%%

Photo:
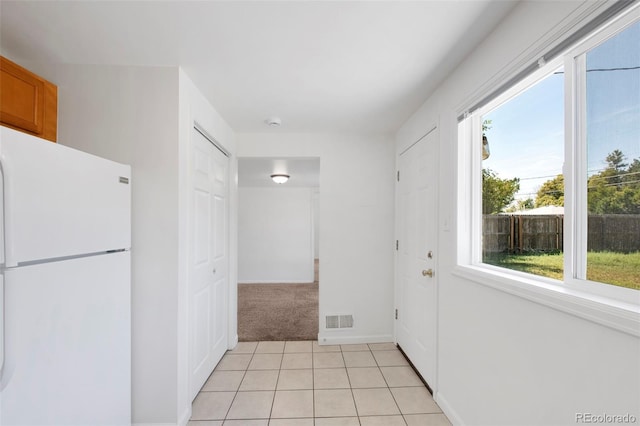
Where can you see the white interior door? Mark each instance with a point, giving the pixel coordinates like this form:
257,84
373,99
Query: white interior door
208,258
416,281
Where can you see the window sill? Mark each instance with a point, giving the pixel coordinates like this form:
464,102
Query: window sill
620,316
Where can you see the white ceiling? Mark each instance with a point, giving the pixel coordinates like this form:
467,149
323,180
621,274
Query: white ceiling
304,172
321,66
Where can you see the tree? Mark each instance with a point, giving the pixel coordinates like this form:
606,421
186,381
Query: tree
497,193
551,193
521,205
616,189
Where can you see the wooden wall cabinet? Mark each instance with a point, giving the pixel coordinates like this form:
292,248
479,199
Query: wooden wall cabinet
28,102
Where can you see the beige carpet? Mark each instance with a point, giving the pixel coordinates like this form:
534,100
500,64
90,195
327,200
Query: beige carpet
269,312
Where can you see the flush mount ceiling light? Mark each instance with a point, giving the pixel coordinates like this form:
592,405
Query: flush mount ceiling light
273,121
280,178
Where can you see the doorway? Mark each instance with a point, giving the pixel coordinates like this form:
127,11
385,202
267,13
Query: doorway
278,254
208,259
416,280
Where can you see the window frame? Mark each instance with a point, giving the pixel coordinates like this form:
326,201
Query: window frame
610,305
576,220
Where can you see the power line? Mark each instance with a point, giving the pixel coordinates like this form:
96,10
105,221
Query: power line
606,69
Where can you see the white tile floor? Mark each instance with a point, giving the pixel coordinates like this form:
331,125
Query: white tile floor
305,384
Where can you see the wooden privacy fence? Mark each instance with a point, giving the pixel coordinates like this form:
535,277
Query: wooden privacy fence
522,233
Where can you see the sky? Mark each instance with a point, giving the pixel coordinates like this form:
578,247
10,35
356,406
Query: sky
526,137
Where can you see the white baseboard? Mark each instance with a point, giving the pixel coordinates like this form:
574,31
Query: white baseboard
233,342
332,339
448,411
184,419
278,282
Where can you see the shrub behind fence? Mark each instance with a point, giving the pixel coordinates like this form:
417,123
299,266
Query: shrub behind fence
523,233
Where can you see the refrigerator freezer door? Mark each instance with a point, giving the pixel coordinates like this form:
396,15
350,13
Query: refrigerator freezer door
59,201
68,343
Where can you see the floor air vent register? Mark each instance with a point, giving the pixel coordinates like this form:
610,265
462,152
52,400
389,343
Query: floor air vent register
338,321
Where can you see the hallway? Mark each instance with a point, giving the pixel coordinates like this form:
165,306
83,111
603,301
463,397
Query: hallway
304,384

%%

> Given task:
Swap "instance" for "occurrence" throughout the listing above, leaving everything else unchanged, and leave the pictures out of your answer.

> In response:
Photo:
Where can you see the white interior door? Mark each occurrence with a point, giving the pixel coordinates like this form:
257,84
373,99
Query: white interior door
208,258
416,281
Where can you see the window sill? Mark each occurrence with a point, giving the pixel coordinates like this form:
464,102
Query: window sill
620,316
Where can you see the white ceiling? Mark each occurrence with a point, giving the pixel coordinates like this form:
467,149
323,180
621,274
Query: white ceiling
304,172
321,66
Where can you see the tree? Mark each occurrence with a point, giving the pixel coordinates like this form:
606,421
186,381
Query: tree
497,193
551,193
521,205
616,189
Where can you see the wooden wall cabinet? Mark each occurrence with a point, giving the pixel coordinates like this form:
292,248
479,199
Query: wooden wall cabinet
28,102
Where can you see the beige carpet? Mark each occurrence with a point, giving the pixel coordinates like this form:
534,100
500,64
90,195
327,200
Query: beige carpet
269,312
Where can you see the flush mount ceiling light? Mark each occurrence with a point, giving the pixel coordinates like this form:
592,405
Query: flush mount ceiling light
273,121
280,178
Where can you see the doorway? Mark each occurrence with a point, giving the pixel coordinates like this form:
127,11
385,202
267,13
Query: doorway
278,254
208,259
416,280
Where can you see the window frame? Mark each occurrence with a point, giving the pixel coordinates like this form:
326,201
Query: window frame
610,305
576,220
Where can you see the power line? Mark each occurrence with a point, giving the pixel coordinates like this form:
96,10
105,221
Query: power line
606,69
Where can you see the white tile floor? Mark each occurrence with a point, giving the pixel coordinates like this form:
331,125
Query: white tile floor
305,384
Where can you see the wooden privacy fence? Mark each occurrence with a point, giving the pixel coordinates like this form:
535,277
Query: wooden privacy fence
522,233
Where can you see the sky? Mark each occurrence with a point, giving the pixel coordinates like this form:
578,247
10,35
356,406
Query: sky
526,137
Where can you see the white baseboard? Mark each occurrence with a point, giving the pixel coordinates like this form:
574,31
Query: white baseboard
233,342
332,339
448,411
184,419
278,282
Where can you see the shrub behind fence? Mark each occurrence with a point, giving the pixel coordinates like this form:
417,123
299,266
Query: shrub behind fence
523,233
Where can you see the refrigerator freezer door? Mark each occurrence with a point, giving the pixel coordinates like this form:
396,15
350,13
Query: refrigerator freezer door
59,201
68,343
Where can you see the floor air vent register? Mark each occurrence with a point, giving the pixel coordinates like this form:
610,265
462,152
52,400
389,343
Query: floor air vent register
338,321
Where can you see the hallway? Mark each occurrence with a point, giving the pixel coordinates like this form:
165,306
83,111
603,301
463,397
Query: hallway
304,384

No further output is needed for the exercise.